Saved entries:
⟨
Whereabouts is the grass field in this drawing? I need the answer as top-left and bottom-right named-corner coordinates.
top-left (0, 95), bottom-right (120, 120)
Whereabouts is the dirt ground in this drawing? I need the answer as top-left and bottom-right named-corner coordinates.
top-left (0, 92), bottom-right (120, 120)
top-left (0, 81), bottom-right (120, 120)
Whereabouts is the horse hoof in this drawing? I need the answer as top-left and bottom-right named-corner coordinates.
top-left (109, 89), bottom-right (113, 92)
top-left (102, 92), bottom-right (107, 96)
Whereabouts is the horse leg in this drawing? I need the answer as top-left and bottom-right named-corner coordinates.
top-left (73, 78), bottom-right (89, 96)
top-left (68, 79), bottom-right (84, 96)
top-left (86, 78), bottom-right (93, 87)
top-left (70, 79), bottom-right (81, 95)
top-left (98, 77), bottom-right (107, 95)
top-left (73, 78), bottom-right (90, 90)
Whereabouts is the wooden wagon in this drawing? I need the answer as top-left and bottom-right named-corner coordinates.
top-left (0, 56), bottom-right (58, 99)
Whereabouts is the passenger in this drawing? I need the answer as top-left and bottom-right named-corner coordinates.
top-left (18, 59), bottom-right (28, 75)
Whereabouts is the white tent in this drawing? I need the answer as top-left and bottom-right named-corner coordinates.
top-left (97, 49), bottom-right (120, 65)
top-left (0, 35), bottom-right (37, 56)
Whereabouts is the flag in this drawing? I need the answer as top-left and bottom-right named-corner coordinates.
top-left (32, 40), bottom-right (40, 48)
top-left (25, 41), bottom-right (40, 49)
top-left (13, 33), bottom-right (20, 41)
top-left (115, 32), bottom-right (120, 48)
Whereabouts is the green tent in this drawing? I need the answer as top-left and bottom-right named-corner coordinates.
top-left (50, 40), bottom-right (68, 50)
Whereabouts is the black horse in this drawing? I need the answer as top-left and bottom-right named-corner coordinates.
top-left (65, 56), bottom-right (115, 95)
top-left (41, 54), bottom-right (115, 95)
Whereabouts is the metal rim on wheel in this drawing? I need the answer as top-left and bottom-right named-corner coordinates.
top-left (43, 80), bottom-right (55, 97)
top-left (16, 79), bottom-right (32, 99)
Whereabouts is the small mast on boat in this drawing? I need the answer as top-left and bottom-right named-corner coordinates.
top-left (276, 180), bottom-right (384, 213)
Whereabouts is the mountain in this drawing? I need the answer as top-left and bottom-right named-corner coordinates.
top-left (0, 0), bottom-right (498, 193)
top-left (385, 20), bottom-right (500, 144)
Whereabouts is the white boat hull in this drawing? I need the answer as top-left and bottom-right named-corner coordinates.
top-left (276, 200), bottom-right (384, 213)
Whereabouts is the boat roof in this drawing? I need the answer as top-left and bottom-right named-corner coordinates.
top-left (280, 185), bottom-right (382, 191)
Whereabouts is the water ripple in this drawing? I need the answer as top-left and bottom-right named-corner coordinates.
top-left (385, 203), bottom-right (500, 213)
⟩
Activity:
Return the entries above in full and exactly as written.

Problem solution:
Whereabouts is the grass field in this drawing? I need the answer as top-left and bottom-right named-corner coordinates.
top-left (0, 95), bottom-right (120, 120)
Whereabouts is the dirt ground in this drawing? I need the answer as top-left and bottom-right named-corner coordinates.
top-left (0, 92), bottom-right (120, 120)
top-left (0, 81), bottom-right (120, 120)
Whereabouts is the horse hoof in this drawing? I need the answer as top-left and bottom-right named-corner coordinates.
top-left (109, 89), bottom-right (113, 92)
top-left (102, 92), bottom-right (107, 96)
Whereabouts is the horse leg in this drawing? I need the answer as top-left and bottom-right named-corner coordinates.
top-left (73, 78), bottom-right (89, 96)
top-left (68, 79), bottom-right (84, 96)
top-left (86, 78), bottom-right (93, 87)
top-left (70, 79), bottom-right (81, 95)
top-left (98, 77), bottom-right (107, 95)
top-left (73, 78), bottom-right (90, 90)
Whereabouts is the wooden wagon in this drawing? I need the answer as top-left and bottom-right named-corner coordinates.
top-left (0, 56), bottom-right (58, 99)
Whereabouts is the passenger in this drawing? I need the answer as top-left and bottom-right named-corner coordinates.
top-left (18, 59), bottom-right (28, 75)
Whereabouts is the white tent in this drawing? I need the answer as top-left and bottom-right named-corner coordinates.
top-left (97, 49), bottom-right (120, 65)
top-left (0, 35), bottom-right (37, 56)
Whereabouts is the flag in this drawing? I need the answer as top-left and bottom-right named-corner coordinates.
top-left (32, 40), bottom-right (40, 48)
top-left (25, 41), bottom-right (40, 49)
top-left (13, 33), bottom-right (20, 41)
top-left (115, 32), bottom-right (120, 48)
Whereabouts is the green tent in this drawing? I need the answer as top-left and bottom-right named-corner coordinates.
top-left (50, 40), bottom-right (68, 50)
Whereabouts is the black horse in this drawing? I need the answer as top-left and bottom-right named-corner coordinates.
top-left (65, 56), bottom-right (115, 95)
top-left (41, 54), bottom-right (115, 95)
Whereabouts is the metal rim on wheel in this drawing? I need the answer as top-left and bottom-right named-corner coordinates.
top-left (43, 80), bottom-right (55, 97)
top-left (16, 79), bottom-right (32, 99)
Whereabouts is the small mast on boat in this drawing? I need the answer as top-left and bottom-right named-corner coordinates.
top-left (276, 180), bottom-right (384, 213)
Whereabouts is the mountain in this drawing? I need the answer as top-left and bottom-right named-corner coordinates.
top-left (0, 0), bottom-right (498, 193)
top-left (385, 20), bottom-right (500, 144)
Whereabouts is the white boat hull in this drawing? I need the answer as top-left and bottom-right named-corner coordinates.
top-left (276, 200), bottom-right (384, 213)
Whereabouts is the boat roof in this drawing? I need the answer as top-left and bottom-right named-corner coordinates.
top-left (280, 185), bottom-right (382, 191)
Whereabouts is the water ripple in this drawing? I need the answer as top-left and bottom-right named-corner coordinates.
top-left (385, 203), bottom-right (500, 213)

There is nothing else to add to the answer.